**Exercise:**
Continue the passage below about drawing a sense of value and fulfillment from sources beyond one's job, picking up after its last sentence.

**Text to read:**

◇ ◇ ◇ ◇ ◇ ◇ ◇

I’ve seen companies struggle with this as well when it’s a company where it’s a very top-down leadership style and it’s not really encouraged or welcomed to disagree with leaders at the top, right? There’s not a lot of diversity in strategy and ideas and people helping grow the business. So, we think about this concept of growing and building and supporting things from many different sources. I want you to think about this in terms of feeling fulfilled and valued and motivated, okay? Because here’s the thing, it’s not your job’s job to make you feel good. In fact, your job can’t. It can’t actually make you feel anything. How you’re feeling about work, how you’re feeling about your performance, how you’re feeling about the time you’re spending comes from the beliefs you have about it, whether it’s good or bad or should be this way or shouldn’t be this way. And that’s great news because your job exists outside of you and is not in your control and has changed and is going to continue to change. But when you are able to believe many different things about yourself, about your job, that’s one way you can help almost have a diversity of thoughts about your job to make sure you’re able to feel valued and fulfilled and rewarded.

 

It’s pretty natural for us as humans to want other people to validate us, to help us feel fulfilled, to help us believe, “I’m doing a good job. I’m good enough. I’m good at what I’m doing. I’m helpful. This is a good thing.” Especially in a work setting where we have managers and skip levels and executives, there’s like people of authority. We tend to believe those opinions matter more. There’s more truth behind them. If an executive says, “I’m doing a good job,” then I’m going to be able to believe I’m doing a good job because they know, they’re smart, they’re better, they’re more senior, they’re more experienced, right? These are the beliefs and thoughts we have about it. So, it’s very common for us as humans to want to get that value and fulfillment from people at work, from deliverables, from KPIs. But I think it’s also important for you to realize, it really is all made up, right? This is my belief that serves me so well. Everybody’s making it up. Some person with so many years of experience has said, “This is how it should be, this is the right way, this is what’s best, this is the data that backs it up,” and everyone’s like, “Oh yeah, yeah, mhm, we agree, we agree,” which is again totally fine, but I just want you to look at, are you putting all of your eggs in one basket when it comes to feeling valued and fulfilled in what you’re doing?

 

As a human, it’s a sign that you are expecting your value, fulfillment to come from your job if you find yourself working crazy hours, if you’re struggling and tend to play in the perfectionist space, if you’re obsessing over these arbitrary deadlines and projects. I’m not saying we don’t want to have integrity and feel pride in the work we’re doing, but if you’re doing it at the expense of your mental health, of time for yourself, of time outside of work, of taking care of your body, of sleep, of these things that we know you as a human are entitled to, then I think it’s a sign you haven’t diversified where you’re getting value and fulfillment from.

◇ ◇ ◇ ◇ ◇ ◇ ◇

**Raw records:**
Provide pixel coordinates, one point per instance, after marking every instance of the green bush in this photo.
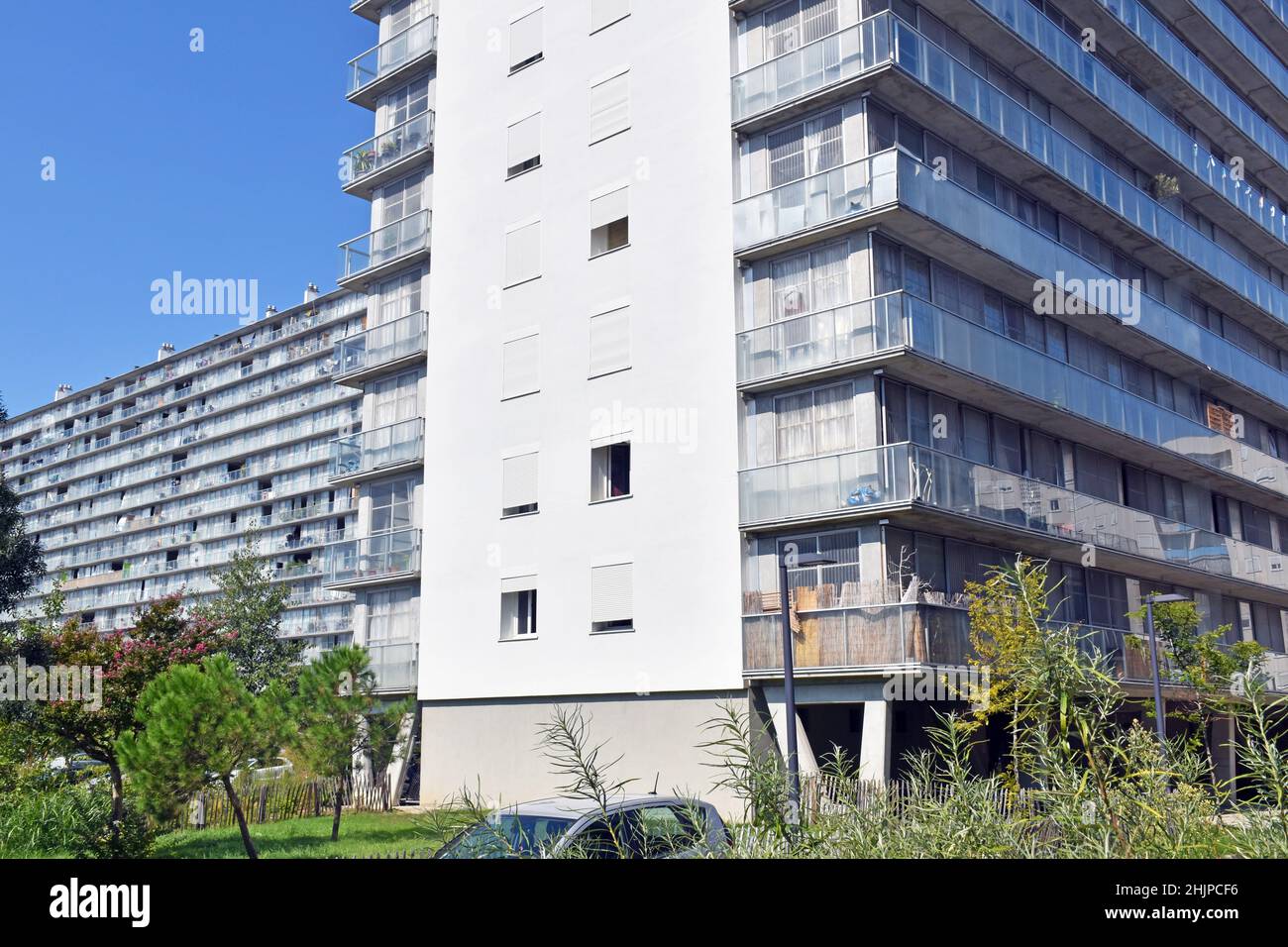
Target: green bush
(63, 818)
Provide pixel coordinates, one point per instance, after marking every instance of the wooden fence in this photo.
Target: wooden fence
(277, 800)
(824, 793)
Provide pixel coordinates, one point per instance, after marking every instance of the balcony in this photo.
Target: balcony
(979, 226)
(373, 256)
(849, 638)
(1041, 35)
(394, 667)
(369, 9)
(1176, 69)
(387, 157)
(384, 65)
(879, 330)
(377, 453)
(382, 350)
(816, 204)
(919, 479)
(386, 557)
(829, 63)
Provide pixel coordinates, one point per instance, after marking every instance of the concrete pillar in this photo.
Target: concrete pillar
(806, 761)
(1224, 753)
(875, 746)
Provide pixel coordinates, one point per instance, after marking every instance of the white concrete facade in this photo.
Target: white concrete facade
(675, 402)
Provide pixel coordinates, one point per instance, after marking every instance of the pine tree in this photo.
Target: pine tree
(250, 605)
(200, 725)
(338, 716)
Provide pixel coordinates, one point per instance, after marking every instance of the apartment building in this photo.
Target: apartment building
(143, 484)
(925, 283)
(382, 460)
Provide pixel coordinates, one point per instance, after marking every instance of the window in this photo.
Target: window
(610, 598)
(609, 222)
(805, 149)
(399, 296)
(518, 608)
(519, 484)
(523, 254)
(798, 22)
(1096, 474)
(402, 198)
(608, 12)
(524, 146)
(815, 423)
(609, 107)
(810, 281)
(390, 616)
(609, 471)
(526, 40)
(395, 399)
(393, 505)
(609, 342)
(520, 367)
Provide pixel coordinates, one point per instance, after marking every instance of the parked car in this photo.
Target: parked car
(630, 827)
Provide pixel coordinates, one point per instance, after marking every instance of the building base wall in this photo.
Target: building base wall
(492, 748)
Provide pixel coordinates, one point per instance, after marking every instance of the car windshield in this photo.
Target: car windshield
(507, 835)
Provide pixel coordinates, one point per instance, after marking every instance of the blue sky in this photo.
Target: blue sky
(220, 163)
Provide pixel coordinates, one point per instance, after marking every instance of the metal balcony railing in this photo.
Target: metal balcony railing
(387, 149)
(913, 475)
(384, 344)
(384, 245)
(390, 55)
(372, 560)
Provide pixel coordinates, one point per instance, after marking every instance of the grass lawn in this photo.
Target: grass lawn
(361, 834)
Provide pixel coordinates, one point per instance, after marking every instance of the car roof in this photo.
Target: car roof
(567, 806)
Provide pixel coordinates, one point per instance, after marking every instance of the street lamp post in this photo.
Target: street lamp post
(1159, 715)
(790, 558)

◇ ◇ ◇ ◇ ◇ ◇ ◇

**Result of the task:**
 

The other thing that’s really fascinating to me is, again, naturally we as humans, we want to get that validation externally, we want someone else to tell us we’ve done a good job. I was working with one of my clients and they’re on a performance improvement plan at a company that’s a smaller company, it’s a family-owned company, and they’re kind of growing to the point where they just now have some HR representation. And I won’t go into the details because it’s not my story to share, but there’s just some very drama-inappropriate things happening in the workforce where this person is basically getting whittled out and HR’s here now, they’re following a formal process, but the things that have gone on are pretty ridiculous. And as I was working with this client to try to help them figure out, “Okay, what do they want? What do they want to get out of this?” They were talking about how they’re kind of struggling because they’re really going above and beyond on trying to make sure that they leave things in a good place and putting together this big huge strategy plan for this company that’s like not even part of their job, but they just feel like, “I need to leave this in a good place.” So as I was talking with them, I was like, “Awesome, okay, well tell me a little bit more, why? Why are we doing this?” And they said, “I want to feel valued, I want them to know I’m good at my job, I know what I’m doing.” And when we questioned, “Who’s ‘them’, right? Who is it we’re wanting to validate us?” This client realized it was this terrible leader that they don’t even really respect.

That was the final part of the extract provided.